**Exercise directions**
Tally how many lines in the records below contain the string "blue", treating uppercase and lowercase as different, and reply with only that number.

**Supplied records**

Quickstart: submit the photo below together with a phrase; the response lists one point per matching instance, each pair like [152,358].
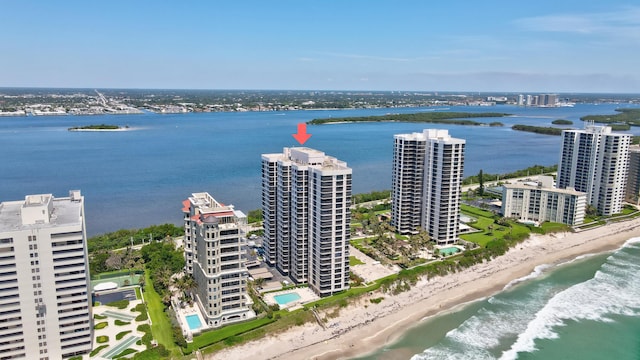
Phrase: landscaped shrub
[125,352]
[147,337]
[142,317]
[120,335]
[95,351]
[158,352]
[102,339]
[101,325]
[120,304]
[178,338]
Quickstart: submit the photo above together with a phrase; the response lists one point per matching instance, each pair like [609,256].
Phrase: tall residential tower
[305,203]
[215,252]
[595,161]
[427,173]
[45,297]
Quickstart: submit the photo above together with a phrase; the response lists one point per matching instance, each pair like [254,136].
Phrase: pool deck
[306,295]
[182,314]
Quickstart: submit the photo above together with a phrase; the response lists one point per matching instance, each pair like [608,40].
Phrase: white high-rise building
[45,297]
[306,197]
[595,161]
[632,193]
[427,173]
[409,151]
[540,201]
[215,252]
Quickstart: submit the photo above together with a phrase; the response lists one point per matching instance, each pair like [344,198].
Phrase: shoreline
[363,327]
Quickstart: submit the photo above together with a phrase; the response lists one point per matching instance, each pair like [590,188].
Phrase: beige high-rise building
[539,201]
[306,197]
[45,297]
[595,160]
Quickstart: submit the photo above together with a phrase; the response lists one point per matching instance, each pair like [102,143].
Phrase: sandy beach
[364,327]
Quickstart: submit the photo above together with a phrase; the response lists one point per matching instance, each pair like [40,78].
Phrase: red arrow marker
[302,135]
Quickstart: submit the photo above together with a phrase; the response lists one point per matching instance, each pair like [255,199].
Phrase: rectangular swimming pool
[284,299]
[193,321]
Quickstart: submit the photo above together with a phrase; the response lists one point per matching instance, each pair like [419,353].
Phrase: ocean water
[587,308]
[137,178]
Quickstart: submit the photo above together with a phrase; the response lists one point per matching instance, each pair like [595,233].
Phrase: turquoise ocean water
[137,178]
[588,308]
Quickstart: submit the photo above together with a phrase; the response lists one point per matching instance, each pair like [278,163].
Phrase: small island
[562,122]
[100,127]
[454,118]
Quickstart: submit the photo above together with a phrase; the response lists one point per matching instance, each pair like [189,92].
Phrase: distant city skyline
[503,46]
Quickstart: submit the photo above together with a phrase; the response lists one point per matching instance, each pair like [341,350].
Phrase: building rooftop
[38,211]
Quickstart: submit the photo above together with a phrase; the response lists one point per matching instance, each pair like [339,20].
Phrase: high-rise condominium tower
[45,297]
[427,172]
[595,160]
[215,256]
[305,203]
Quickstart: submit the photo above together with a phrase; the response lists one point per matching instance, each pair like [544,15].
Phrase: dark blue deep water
[137,178]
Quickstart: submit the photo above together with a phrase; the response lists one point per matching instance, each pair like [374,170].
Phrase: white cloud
[622,23]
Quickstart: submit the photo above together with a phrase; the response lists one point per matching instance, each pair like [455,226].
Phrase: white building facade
[539,201]
[595,161]
[632,193]
[215,244]
[427,175]
[45,297]
[306,197]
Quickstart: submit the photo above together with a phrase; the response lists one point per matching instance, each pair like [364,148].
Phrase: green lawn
[354,261]
[160,324]
[486,219]
[214,336]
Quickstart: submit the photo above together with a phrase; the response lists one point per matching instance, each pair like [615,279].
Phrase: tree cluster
[123,238]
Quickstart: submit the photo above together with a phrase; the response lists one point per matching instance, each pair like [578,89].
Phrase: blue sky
[550,46]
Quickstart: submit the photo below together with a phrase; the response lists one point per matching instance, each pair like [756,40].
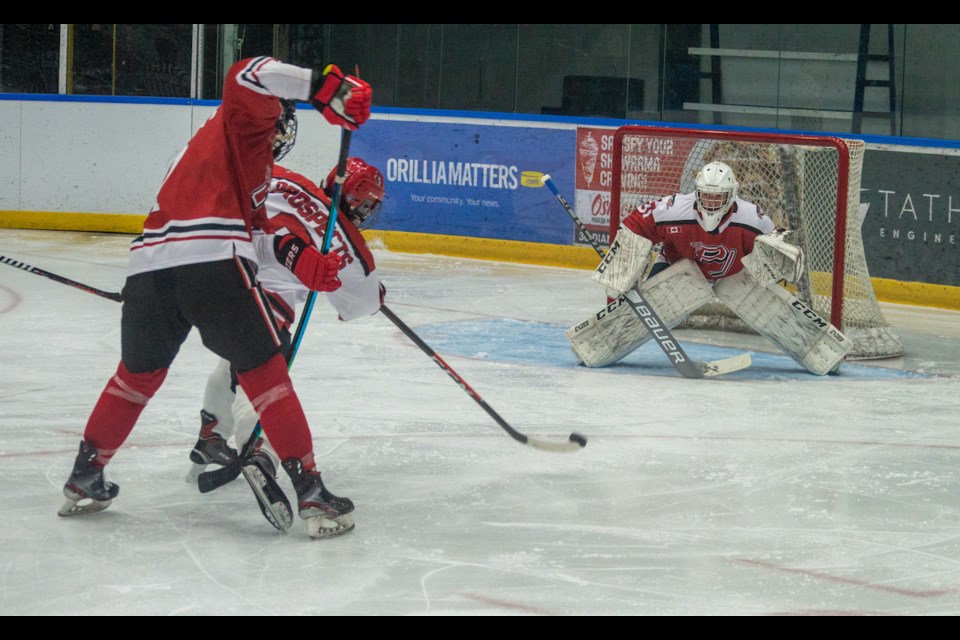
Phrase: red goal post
[807,183]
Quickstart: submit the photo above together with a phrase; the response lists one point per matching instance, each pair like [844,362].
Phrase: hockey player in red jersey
[195,265]
[713,245]
[296,212]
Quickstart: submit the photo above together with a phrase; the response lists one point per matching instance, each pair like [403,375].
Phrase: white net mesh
[795,180]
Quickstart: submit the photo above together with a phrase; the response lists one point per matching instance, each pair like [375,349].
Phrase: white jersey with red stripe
[672,220]
[214,192]
[296,205]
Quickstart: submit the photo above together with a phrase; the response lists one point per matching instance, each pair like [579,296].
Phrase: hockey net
[810,184]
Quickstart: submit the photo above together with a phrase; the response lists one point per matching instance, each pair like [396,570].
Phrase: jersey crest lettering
[716,254]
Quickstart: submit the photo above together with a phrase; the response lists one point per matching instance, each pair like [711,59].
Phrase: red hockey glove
[315,270]
[343,100]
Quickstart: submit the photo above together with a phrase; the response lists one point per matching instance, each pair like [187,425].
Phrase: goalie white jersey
[672,221]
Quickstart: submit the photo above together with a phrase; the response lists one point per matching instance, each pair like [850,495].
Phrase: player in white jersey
[713,245]
[297,211]
[195,266]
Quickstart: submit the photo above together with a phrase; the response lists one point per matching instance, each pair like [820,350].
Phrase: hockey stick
[575,442]
[210,480]
[109,295]
[653,323]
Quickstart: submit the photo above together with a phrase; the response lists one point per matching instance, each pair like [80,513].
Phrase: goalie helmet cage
[809,184]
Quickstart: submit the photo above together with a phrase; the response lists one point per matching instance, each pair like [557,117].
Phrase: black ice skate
[211,448]
[261,474]
[87,489]
[326,514]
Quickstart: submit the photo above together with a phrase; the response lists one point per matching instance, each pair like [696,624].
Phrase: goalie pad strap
[615,331]
[781,317]
[621,268]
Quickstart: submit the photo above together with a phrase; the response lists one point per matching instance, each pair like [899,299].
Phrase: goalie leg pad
[779,316]
[615,331]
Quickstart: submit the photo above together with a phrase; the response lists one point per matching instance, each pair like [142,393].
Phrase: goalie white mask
[716,189]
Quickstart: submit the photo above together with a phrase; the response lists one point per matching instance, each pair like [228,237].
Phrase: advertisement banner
[912,224]
[591,201]
[473,180]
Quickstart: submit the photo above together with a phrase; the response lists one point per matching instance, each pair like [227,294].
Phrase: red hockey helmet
[361,196]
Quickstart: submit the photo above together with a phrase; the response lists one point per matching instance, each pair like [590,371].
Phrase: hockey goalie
[713,246]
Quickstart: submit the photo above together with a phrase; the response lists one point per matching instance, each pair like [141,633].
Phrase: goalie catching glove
[317,271]
[343,100]
[624,263]
[775,258]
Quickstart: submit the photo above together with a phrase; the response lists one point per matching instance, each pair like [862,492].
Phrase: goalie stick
[210,480]
[650,319]
[574,442]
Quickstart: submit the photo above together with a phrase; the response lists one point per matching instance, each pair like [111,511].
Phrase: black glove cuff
[316,80]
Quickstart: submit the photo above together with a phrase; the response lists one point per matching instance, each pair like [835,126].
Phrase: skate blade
[82,506]
[276,510]
[321,527]
[193,475]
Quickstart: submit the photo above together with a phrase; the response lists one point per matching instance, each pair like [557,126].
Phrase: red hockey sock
[120,405]
[272,395]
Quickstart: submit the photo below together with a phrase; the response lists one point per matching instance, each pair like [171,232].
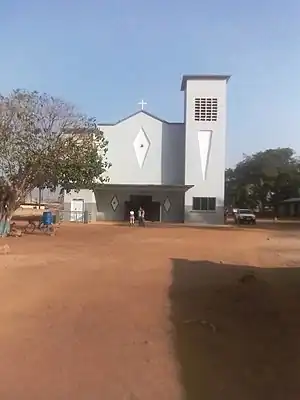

**Written reply**
2